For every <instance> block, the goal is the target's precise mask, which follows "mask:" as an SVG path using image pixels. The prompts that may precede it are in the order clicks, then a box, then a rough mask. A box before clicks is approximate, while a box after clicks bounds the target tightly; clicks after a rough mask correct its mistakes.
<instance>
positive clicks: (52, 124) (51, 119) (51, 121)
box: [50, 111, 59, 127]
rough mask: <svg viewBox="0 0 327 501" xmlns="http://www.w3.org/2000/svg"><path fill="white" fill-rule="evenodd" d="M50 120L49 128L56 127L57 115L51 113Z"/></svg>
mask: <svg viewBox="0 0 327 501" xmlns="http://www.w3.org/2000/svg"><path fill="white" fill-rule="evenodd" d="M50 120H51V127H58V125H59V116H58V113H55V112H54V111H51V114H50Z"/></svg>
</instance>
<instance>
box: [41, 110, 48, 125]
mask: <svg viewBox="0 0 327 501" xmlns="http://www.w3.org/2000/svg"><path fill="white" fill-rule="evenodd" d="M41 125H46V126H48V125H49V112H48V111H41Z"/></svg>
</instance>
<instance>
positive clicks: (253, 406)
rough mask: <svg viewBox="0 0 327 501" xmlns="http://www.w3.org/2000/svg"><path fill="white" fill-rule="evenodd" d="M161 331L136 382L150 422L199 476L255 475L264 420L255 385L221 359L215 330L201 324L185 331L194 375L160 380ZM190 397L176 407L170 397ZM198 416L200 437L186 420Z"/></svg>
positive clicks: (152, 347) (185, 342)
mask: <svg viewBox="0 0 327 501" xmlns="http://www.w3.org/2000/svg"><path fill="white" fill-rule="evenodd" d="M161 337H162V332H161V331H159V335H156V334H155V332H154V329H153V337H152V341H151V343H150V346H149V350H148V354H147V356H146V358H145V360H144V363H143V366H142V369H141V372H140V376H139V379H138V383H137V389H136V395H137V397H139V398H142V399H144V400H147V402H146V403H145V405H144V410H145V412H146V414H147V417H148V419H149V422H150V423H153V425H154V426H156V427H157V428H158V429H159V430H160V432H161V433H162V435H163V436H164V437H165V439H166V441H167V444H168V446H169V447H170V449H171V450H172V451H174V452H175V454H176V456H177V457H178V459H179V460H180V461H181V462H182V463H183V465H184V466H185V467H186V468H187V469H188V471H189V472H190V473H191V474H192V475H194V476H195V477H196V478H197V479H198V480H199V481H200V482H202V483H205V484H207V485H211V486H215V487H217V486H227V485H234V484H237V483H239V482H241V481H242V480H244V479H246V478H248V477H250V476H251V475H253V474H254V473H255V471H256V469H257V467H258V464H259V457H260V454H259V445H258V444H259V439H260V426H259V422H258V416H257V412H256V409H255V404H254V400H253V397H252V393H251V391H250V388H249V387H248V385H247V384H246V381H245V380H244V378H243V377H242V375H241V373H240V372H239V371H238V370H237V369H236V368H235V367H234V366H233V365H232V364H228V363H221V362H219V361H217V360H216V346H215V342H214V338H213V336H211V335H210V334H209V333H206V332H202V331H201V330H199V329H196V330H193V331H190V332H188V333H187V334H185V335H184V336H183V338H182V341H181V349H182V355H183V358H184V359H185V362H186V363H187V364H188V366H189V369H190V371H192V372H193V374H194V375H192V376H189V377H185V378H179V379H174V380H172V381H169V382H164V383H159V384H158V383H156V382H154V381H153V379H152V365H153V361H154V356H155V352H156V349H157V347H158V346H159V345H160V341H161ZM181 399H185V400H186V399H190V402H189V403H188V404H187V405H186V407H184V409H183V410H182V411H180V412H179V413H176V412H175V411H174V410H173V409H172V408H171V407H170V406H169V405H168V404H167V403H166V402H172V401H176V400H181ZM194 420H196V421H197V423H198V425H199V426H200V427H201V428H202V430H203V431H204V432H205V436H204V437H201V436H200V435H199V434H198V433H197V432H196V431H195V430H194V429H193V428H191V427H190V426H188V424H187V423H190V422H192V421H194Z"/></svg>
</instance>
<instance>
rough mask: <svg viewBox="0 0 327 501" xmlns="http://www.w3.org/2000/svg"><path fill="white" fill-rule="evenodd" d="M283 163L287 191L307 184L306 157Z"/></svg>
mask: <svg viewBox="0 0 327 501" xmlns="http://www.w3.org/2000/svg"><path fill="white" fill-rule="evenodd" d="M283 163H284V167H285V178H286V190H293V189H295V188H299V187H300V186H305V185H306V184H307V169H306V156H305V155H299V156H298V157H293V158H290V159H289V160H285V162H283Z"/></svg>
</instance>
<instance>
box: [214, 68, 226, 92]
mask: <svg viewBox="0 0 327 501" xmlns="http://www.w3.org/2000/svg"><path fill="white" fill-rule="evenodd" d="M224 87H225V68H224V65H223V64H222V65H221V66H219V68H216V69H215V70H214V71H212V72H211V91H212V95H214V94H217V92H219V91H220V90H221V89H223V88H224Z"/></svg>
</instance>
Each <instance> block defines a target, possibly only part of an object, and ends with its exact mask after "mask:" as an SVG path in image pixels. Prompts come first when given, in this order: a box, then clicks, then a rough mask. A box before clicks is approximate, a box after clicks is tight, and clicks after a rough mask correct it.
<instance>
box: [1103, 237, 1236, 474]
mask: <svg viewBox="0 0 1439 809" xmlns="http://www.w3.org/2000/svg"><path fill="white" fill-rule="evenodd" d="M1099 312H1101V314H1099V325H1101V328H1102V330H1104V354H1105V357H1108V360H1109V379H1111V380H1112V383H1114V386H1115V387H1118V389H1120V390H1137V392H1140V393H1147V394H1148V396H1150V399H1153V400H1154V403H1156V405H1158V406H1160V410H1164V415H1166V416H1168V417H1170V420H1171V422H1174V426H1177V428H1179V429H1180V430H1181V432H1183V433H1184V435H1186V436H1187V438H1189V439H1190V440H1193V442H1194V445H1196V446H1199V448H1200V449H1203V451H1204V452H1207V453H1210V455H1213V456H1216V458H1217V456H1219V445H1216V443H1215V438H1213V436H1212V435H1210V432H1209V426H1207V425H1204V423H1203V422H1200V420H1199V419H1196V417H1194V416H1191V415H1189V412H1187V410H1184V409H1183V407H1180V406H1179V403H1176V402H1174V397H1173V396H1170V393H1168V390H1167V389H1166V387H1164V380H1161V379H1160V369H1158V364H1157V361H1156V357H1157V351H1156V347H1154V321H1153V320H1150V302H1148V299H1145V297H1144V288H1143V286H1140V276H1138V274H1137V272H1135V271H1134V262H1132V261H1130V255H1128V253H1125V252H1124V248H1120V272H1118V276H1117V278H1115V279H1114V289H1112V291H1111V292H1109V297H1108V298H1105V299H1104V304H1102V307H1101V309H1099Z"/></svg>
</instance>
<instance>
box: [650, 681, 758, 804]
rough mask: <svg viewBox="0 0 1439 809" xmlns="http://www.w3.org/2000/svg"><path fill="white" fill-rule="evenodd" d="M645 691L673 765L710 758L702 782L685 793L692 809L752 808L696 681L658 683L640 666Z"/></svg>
——
--- TO DO ---
Would you write out the full set of records above without alteration?

--- RESULT OF THE EXERCISE ---
For every <instance> block, the goal is the target's precise mask, which follows "mask:" as an SVG path using image pixels. The prompts that may precede it are in the order clicks, then a box, then a rough mask. A box before clicks is approximate, while a box after clicks bounds the target tightly; clicks after a rough mask correct its mistakes.
<instance>
positive clicks: (52, 124) (51, 119) (51, 121)
box: [50, 111, 59, 127]
rough mask: <svg viewBox="0 0 327 501" xmlns="http://www.w3.org/2000/svg"><path fill="white" fill-rule="evenodd" d="M50 120L49 128L56 127L57 115L51 113Z"/></svg>
mask: <svg viewBox="0 0 327 501" xmlns="http://www.w3.org/2000/svg"><path fill="white" fill-rule="evenodd" d="M50 120H51V127H58V125H59V116H58V113H55V112H54V111H51V114H50Z"/></svg>
</instance>
<instance>
box: [41, 110, 48, 125]
mask: <svg viewBox="0 0 327 501" xmlns="http://www.w3.org/2000/svg"><path fill="white" fill-rule="evenodd" d="M41 125H46V126H48V125H49V112H48V111H41Z"/></svg>
</instance>
<instance>
positive clicks: (253, 406)
rough mask: <svg viewBox="0 0 327 501" xmlns="http://www.w3.org/2000/svg"><path fill="white" fill-rule="evenodd" d="M161 331L136 382L150 422L199 476L255 475L264 420L255 385L221 359L215 330L201 324L185 331L194 375L160 380ZM190 397L176 407L170 397ZM198 416L200 437L186 420Z"/></svg>
positive clicks: (152, 347) (185, 342)
mask: <svg viewBox="0 0 327 501" xmlns="http://www.w3.org/2000/svg"><path fill="white" fill-rule="evenodd" d="M161 337H162V332H161V331H159V335H156V334H155V332H154V329H153V337H152V341H151V343H150V346H149V350H148V354H147V356H146V358H145V360H144V363H143V366H142V369H141V372H140V376H139V379H138V383H137V389H136V395H137V397H139V398H142V399H144V400H147V402H146V403H145V405H144V410H145V412H146V414H147V417H148V419H149V422H150V423H153V425H154V426H156V427H157V428H158V429H159V430H160V432H161V433H162V435H163V436H164V437H165V439H166V441H167V444H168V446H169V447H170V449H171V450H172V451H174V452H175V454H176V456H177V457H178V459H179V460H180V461H181V462H182V463H183V465H184V466H185V467H186V468H187V469H188V471H189V472H190V473H191V474H192V475H194V476H195V477H196V478H197V479H198V480H199V481H200V482H202V483H205V484H207V485H211V486H215V487H217V486H227V485H234V484H237V483H239V482H241V481H242V480H244V479H246V478H248V477H250V476H251V475H253V474H254V473H255V471H256V469H257V467H258V464H259V457H260V454H259V445H258V444H259V439H260V426H259V422H258V416H257V412H256V409H255V404H254V400H253V397H252V393H251V391H250V388H249V387H248V385H247V384H246V381H245V380H244V378H243V377H242V375H241V373H240V372H239V371H238V370H237V369H236V368H235V367H234V366H233V365H232V364H228V363H221V362H219V361H217V360H216V346H215V342H214V338H213V336H211V335H210V334H209V333H206V332H202V331H201V330H199V329H196V330H193V331H190V332H188V333H187V334H185V335H184V336H183V338H182V341H181V349H182V355H183V358H184V359H185V362H186V363H187V364H188V366H189V369H190V371H192V372H193V374H194V375H192V376H189V377H185V378H179V379H174V380H172V381H169V382H164V383H159V384H158V383H156V382H154V381H153V379H152V365H153V361H154V356H155V352H156V349H157V347H158V346H159V345H160V341H161ZM181 399H185V400H186V399H190V402H189V403H188V404H187V405H186V407H184V409H183V410H182V411H180V412H179V413H176V412H175V411H174V410H173V409H172V408H171V407H170V406H169V405H168V404H167V403H166V402H172V401H176V400H181ZM194 420H196V421H197V423H198V425H199V426H200V427H201V428H202V430H203V431H204V432H205V436H204V437H201V436H200V435H199V434H198V433H197V432H196V431H195V430H194V429H193V428H191V427H190V426H188V424H187V423H190V422H192V421H194Z"/></svg>
</instance>
<instance>
rough mask: <svg viewBox="0 0 327 501" xmlns="http://www.w3.org/2000/svg"><path fill="white" fill-rule="evenodd" d="M283 163L287 191L307 184L306 157Z"/></svg>
mask: <svg viewBox="0 0 327 501" xmlns="http://www.w3.org/2000/svg"><path fill="white" fill-rule="evenodd" d="M283 163H284V167H285V178H286V190H293V189H295V188H299V187H300V186H305V185H306V184H307V169H306V156H305V155H299V156H298V157H293V158H290V159H289V160H285V162H283Z"/></svg>
</instance>
<instance>
box: [214, 68, 226, 92]
mask: <svg viewBox="0 0 327 501" xmlns="http://www.w3.org/2000/svg"><path fill="white" fill-rule="evenodd" d="M224 87H225V68H224V65H223V64H222V65H221V66H219V68H216V69H215V70H214V71H212V72H211V91H212V95H214V94H217V92H219V91H220V90H221V89H223V88H224Z"/></svg>
</instance>
Each <instance> block defines a target, possibly only part of an object, and ends with its exact mask after "mask:" as an SVG path in image pixels. Prompts come first when given, in this order: a box, then clicks, then a rough mask. A box before clicks is approximate, a box after clicks is tight, and clicks after a rough mask correct it.
<instance>
box: [1103, 237, 1236, 474]
mask: <svg viewBox="0 0 1439 809" xmlns="http://www.w3.org/2000/svg"><path fill="white" fill-rule="evenodd" d="M1099 312H1101V314H1099V325H1101V328H1102V330H1104V354H1105V357H1108V360H1109V379H1111V380H1112V383H1114V386H1115V387H1118V389H1120V390H1137V392H1140V393H1147V394H1148V396H1150V399H1153V400H1154V403H1156V405H1158V406H1160V410H1164V415H1166V416H1168V417H1170V420H1171V422H1174V426H1177V428H1179V429H1180V430H1181V432H1183V433H1184V435H1186V436H1187V438H1189V439H1190V440H1193V442H1194V445H1196V446H1199V448H1200V449H1203V451H1204V452H1207V453H1210V455H1213V456H1216V458H1217V456H1219V445H1216V443H1215V438H1213V436H1212V435H1210V432H1209V426H1207V425H1204V423H1203V422H1200V420H1199V419H1196V417H1194V416H1191V415H1189V412H1187V410H1184V409H1183V407H1180V406H1179V403H1176V402H1174V397H1173V396H1170V393H1168V390H1167V389H1166V387H1164V380H1161V379H1160V369H1158V364H1157V361H1156V357H1157V351H1156V347H1154V321H1153V320H1150V302H1148V299H1145V297H1144V288H1143V286H1140V276H1138V274H1137V272H1135V271H1134V262H1132V261H1130V255H1128V253H1125V252H1124V248H1120V272H1118V276H1117V278H1115V279H1114V289H1112V291H1111V292H1109V297H1108V298H1105V299H1104V304H1102V307H1101V309H1099Z"/></svg>
</instance>
<instance>
box: [650, 681, 758, 804]
rough mask: <svg viewBox="0 0 1439 809" xmlns="http://www.w3.org/2000/svg"><path fill="white" fill-rule="evenodd" d="M645 691L673 765L710 758L702 782L685 793L692 809L752 808L696 681L658 683L640 666Z"/></svg>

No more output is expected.